(Assigned task): Among the entries below, find each line holding "this" and return it.

Dataset entries:
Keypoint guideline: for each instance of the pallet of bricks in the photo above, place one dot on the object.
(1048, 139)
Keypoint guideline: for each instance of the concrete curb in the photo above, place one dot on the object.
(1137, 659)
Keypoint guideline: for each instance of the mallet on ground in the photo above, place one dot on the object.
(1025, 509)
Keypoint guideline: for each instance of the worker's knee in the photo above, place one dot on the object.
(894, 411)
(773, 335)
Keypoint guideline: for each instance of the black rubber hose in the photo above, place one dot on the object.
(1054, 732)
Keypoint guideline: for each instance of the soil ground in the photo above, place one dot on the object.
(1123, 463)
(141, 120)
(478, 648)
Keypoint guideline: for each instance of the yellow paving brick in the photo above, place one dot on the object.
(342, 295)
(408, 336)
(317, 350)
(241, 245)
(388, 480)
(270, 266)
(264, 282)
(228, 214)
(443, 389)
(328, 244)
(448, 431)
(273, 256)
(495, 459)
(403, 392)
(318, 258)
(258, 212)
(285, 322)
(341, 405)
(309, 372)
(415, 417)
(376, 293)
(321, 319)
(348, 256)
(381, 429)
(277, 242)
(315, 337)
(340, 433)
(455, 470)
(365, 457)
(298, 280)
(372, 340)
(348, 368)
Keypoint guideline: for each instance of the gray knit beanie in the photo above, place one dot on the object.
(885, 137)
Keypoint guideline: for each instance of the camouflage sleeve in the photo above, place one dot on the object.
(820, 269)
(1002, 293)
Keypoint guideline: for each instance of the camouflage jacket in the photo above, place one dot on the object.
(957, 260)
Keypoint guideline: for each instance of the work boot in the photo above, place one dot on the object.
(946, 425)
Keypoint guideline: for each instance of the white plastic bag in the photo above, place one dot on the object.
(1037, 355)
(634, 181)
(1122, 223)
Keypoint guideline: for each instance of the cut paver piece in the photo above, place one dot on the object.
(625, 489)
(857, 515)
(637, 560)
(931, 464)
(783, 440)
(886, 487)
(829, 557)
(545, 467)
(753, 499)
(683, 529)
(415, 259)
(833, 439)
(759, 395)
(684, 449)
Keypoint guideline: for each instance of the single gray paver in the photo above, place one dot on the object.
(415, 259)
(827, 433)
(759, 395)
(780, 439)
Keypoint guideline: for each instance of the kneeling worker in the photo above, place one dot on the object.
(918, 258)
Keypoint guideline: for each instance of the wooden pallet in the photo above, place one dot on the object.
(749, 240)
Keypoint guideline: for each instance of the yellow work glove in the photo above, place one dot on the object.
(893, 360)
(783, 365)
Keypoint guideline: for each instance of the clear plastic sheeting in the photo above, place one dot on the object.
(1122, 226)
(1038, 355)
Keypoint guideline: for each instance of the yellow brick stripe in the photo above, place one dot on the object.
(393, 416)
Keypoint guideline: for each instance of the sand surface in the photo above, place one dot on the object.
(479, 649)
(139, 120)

---

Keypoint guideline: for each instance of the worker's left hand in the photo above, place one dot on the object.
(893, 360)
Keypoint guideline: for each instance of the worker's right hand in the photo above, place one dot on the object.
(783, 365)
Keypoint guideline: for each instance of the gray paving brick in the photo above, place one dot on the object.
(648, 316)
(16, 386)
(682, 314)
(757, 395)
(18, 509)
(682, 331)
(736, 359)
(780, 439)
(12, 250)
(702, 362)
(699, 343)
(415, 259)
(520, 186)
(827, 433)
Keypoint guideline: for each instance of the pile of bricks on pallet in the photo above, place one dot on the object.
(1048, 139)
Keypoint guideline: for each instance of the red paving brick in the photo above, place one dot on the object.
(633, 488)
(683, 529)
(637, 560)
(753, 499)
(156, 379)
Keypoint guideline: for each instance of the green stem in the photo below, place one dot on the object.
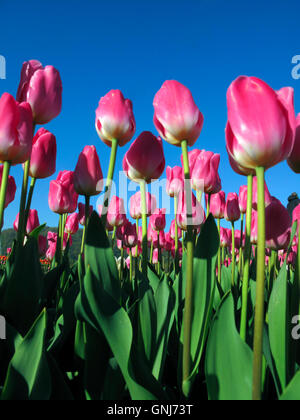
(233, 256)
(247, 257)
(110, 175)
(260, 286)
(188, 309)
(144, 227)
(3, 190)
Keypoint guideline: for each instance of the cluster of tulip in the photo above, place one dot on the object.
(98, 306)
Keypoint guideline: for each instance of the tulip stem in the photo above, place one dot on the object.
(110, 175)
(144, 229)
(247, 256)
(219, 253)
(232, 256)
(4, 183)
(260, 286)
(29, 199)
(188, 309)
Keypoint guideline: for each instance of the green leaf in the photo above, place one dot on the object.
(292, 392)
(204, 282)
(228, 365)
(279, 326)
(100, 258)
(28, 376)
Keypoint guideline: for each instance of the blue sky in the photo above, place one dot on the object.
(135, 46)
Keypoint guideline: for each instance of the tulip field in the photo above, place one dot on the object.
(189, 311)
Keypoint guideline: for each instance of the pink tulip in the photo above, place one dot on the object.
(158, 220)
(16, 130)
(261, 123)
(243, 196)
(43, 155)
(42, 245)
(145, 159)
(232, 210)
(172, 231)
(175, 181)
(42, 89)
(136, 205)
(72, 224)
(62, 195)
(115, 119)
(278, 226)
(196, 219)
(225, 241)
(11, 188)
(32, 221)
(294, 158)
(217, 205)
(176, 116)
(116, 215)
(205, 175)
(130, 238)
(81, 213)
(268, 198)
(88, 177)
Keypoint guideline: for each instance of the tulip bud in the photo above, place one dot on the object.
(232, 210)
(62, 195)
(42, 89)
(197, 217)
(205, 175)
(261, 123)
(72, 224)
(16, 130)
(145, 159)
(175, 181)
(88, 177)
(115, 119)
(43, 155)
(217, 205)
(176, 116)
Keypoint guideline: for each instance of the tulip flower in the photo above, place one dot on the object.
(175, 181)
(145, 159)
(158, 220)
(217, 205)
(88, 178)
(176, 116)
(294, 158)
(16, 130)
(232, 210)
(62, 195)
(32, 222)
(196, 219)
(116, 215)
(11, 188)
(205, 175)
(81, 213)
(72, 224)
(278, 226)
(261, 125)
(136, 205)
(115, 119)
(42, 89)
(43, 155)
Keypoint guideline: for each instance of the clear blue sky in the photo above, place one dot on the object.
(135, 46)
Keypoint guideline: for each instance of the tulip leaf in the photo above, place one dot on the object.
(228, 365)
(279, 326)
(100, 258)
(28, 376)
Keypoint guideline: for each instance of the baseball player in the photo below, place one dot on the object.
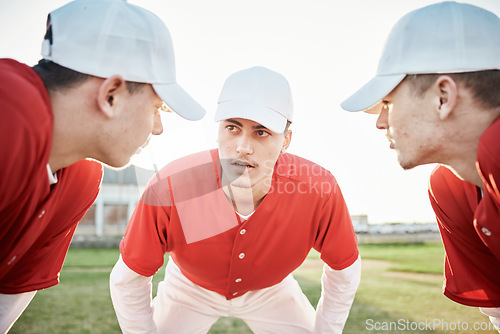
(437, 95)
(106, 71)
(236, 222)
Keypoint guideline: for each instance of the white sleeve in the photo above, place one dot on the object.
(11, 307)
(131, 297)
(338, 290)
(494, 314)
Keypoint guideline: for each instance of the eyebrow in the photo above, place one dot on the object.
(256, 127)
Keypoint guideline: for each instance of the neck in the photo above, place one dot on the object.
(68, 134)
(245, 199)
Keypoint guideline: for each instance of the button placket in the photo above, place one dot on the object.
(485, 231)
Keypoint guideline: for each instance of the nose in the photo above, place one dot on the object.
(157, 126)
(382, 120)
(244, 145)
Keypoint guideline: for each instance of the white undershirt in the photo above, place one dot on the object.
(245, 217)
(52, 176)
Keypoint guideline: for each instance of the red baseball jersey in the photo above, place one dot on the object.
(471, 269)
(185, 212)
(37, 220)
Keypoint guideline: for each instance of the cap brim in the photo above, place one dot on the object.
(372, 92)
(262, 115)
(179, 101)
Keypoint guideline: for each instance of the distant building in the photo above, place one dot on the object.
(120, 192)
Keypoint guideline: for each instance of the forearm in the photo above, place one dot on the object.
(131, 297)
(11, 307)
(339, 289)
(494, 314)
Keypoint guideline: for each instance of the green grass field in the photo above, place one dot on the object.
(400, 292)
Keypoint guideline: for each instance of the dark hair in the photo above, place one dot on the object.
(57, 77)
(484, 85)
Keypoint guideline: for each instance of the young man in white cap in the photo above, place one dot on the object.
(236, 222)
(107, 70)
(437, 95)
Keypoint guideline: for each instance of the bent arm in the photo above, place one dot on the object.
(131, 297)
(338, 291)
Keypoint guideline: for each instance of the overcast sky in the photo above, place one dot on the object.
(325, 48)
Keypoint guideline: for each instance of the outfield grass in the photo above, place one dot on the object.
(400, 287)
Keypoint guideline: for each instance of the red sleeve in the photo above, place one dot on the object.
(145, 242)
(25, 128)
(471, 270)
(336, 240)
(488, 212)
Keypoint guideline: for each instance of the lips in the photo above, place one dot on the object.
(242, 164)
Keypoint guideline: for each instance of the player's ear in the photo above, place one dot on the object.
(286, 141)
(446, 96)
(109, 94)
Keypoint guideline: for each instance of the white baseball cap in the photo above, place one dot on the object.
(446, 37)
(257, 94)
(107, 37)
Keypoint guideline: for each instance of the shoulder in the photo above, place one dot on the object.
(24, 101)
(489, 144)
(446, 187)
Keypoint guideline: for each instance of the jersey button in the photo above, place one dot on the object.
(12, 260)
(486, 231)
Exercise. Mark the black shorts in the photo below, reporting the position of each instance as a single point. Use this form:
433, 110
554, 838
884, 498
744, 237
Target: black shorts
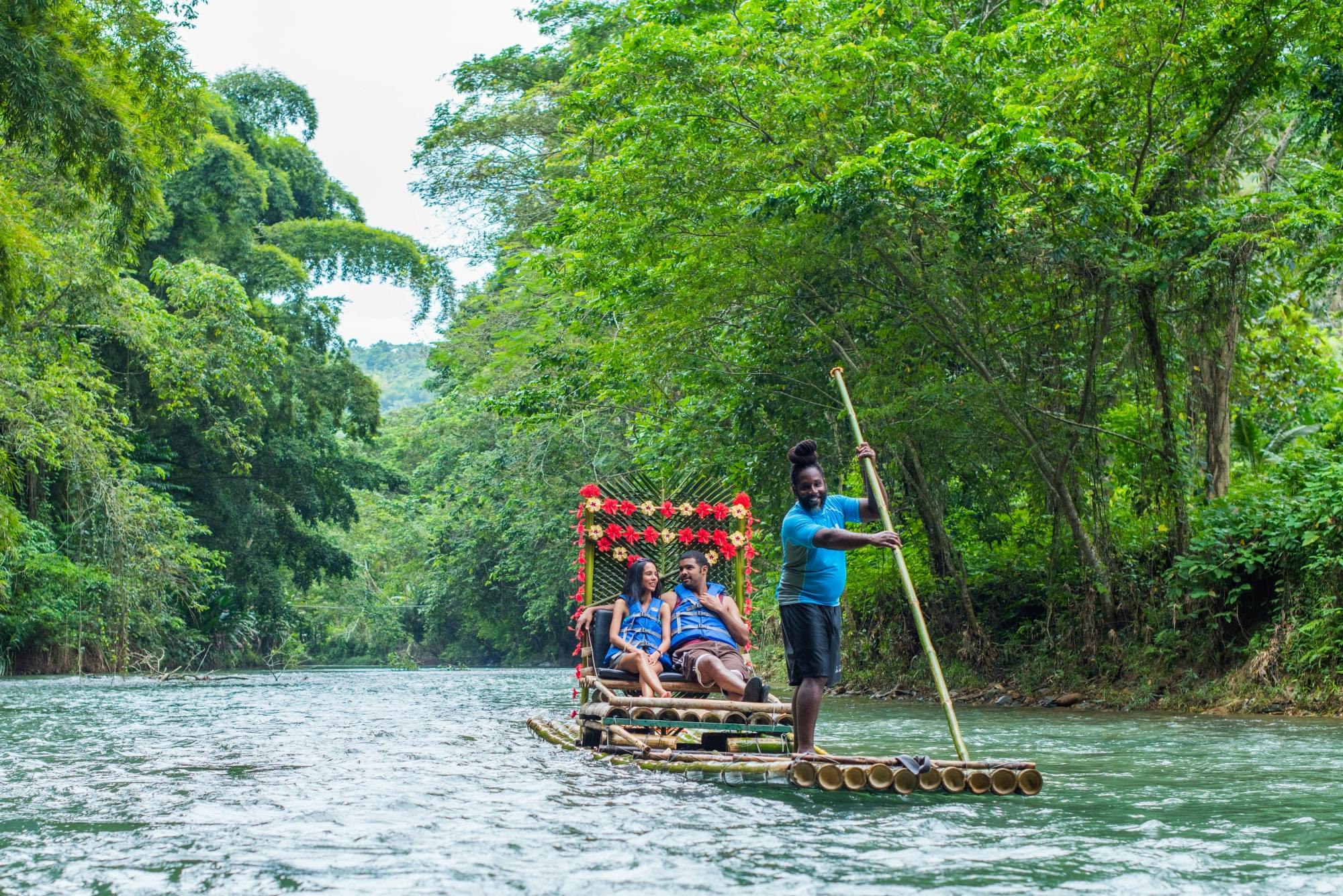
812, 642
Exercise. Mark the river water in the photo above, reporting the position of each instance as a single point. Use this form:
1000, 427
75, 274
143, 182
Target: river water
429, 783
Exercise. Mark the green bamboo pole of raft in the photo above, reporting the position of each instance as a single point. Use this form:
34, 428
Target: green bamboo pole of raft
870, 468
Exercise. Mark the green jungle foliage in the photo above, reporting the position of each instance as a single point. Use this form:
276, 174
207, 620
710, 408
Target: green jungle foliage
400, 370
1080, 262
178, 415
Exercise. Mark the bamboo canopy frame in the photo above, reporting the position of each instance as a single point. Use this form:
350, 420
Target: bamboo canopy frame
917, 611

(Your solution):
Exercise. Mark the black shorts in the photo below, reporting the position of each instance as a single point. Use this form:
Exercise. Mark the river water in the photo above, reporting the position of each instance as a single point. Use this form:
Exercise. Mark the green bamboo pole of raft in the photo above, reporting the position of each instance as a single point. Use this form:
Exercise. Mark the green jungle foliage in the photo above, reporting the position of each instance as a single point. Use this form:
Exercise. Mark the bamboo canopy frame in the photo above, reporting the position of each instance as a single point. Use this form:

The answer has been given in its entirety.